Give every line of the rows below as a JSON list of strings, one string per line, with blank lines left out.

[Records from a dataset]

----

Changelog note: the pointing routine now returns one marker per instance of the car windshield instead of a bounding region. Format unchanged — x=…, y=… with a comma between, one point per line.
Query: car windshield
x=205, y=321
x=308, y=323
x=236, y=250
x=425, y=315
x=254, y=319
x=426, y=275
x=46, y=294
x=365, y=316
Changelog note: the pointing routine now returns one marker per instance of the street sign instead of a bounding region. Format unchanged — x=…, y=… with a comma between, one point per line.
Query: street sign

----

Answer for this exercise —
[
  "Changelog note: the pointing routine now returns one marker per instance of the car windshield instead of a bounding region. Format unchanged — x=…, y=… with a comma between, one point per line.",
  "Query: car windshield",
  "x=205, y=321",
  "x=308, y=323",
  "x=236, y=250",
  "x=425, y=315",
  "x=254, y=319",
  "x=426, y=275",
  "x=46, y=294",
  "x=365, y=316",
  "Changelog note: the pointing routine now returns one marker per instance of the street sign instead of a bounding region. Format unchanged — x=…, y=… with a comma between, one point per line.",
  "Query: street sign"
]